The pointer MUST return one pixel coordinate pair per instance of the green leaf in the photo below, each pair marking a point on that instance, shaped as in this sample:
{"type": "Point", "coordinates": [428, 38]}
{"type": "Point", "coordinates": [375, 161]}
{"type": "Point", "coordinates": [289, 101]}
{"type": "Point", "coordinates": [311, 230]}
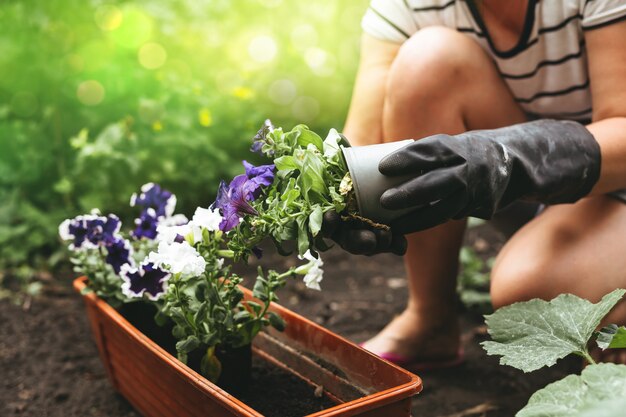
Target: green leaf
{"type": "Point", "coordinates": [241, 316]}
{"type": "Point", "coordinates": [303, 237]}
{"type": "Point", "coordinates": [307, 136]}
{"type": "Point", "coordinates": [315, 220]}
{"type": "Point", "coordinates": [276, 321]}
{"type": "Point", "coordinates": [256, 307]}
{"type": "Point", "coordinates": [536, 333]}
{"type": "Point", "coordinates": [609, 408]}
{"type": "Point", "coordinates": [187, 345]}
{"type": "Point", "coordinates": [612, 337]}
{"type": "Point", "coordinates": [312, 176]}
{"type": "Point", "coordinates": [587, 393]}
{"type": "Point", "coordinates": [286, 162]}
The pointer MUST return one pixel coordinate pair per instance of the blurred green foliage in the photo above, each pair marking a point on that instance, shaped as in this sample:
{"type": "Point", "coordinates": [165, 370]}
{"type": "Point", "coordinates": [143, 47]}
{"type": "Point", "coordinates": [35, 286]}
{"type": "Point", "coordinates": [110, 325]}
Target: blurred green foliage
{"type": "Point", "coordinates": [99, 97]}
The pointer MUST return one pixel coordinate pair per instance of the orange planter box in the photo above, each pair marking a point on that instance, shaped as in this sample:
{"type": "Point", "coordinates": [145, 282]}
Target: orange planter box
{"type": "Point", "coordinates": [158, 385]}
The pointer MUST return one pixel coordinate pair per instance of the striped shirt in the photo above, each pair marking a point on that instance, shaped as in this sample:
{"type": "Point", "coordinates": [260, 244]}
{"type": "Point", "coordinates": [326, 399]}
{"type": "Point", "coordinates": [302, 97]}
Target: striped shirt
{"type": "Point", "coordinates": [546, 71]}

--------------------

[WORK REQUIRED] Render all of the data above as a Markdown table with the columns "Row" and "Line," giving each line its own numbered row. Skip blank lines and omit the pictures.

[TASK RESPONSE]
| Row | Line |
|---|---|
| 1 | The pointer MUST return one pixel coordinate pair per instance of the green leaf in the photo below, each pair marking a point on that instance, shaped as in this sample: |
| 2 | {"type": "Point", "coordinates": [428, 38]} |
| 3 | {"type": "Point", "coordinates": [375, 161]} |
| 4 | {"type": "Point", "coordinates": [289, 101]} |
| 5 | {"type": "Point", "coordinates": [311, 230]} |
| 6 | Target: green leaf |
| 7 | {"type": "Point", "coordinates": [241, 316]} |
| 8 | {"type": "Point", "coordinates": [303, 237]} |
| 9 | {"type": "Point", "coordinates": [307, 136]} |
| 10 | {"type": "Point", "coordinates": [315, 220]} |
| 11 | {"type": "Point", "coordinates": [276, 321]} |
| 12 | {"type": "Point", "coordinates": [256, 307]} |
| 13 | {"type": "Point", "coordinates": [536, 333]} |
| 14 | {"type": "Point", "coordinates": [609, 408]} |
| 15 | {"type": "Point", "coordinates": [187, 345]} |
| 16 | {"type": "Point", "coordinates": [612, 337]} |
| 17 | {"type": "Point", "coordinates": [312, 176]} |
| 18 | {"type": "Point", "coordinates": [587, 393]} |
| 19 | {"type": "Point", "coordinates": [286, 162]} |
| 20 | The pointer MUST return one pixel coordinate pair per instance of the blurred green foliage in the photo above, each pair marking a point on that instance, shaped as in this sample: |
| 21 | {"type": "Point", "coordinates": [165, 370]} |
| 22 | {"type": "Point", "coordinates": [143, 47]} |
| 23 | {"type": "Point", "coordinates": [35, 286]} |
| 24 | {"type": "Point", "coordinates": [110, 325]} |
| 25 | Target: blurred green foliage |
| 26 | {"type": "Point", "coordinates": [99, 97]} |
| 27 | The pointer MUST return one pixel coordinate pair per instance of the orange planter box in the photo above, each pair marking a point on that instance, shaped as in this sample: |
| 28 | {"type": "Point", "coordinates": [145, 282]} |
| 29 | Target: orange planter box |
| 30 | {"type": "Point", "coordinates": [158, 385]} |
| 31 | The pointer MUST return one pixel coordinate pair per instance of the striped shirt in the photo above, each pair marking a point on that instance, shaped as in this sample: |
| 32 | {"type": "Point", "coordinates": [260, 244]} |
| 33 | {"type": "Point", "coordinates": [326, 399]} |
| 34 | {"type": "Point", "coordinates": [302, 97]} |
| 35 | Target: striped shirt |
| 36 | {"type": "Point", "coordinates": [546, 71]} |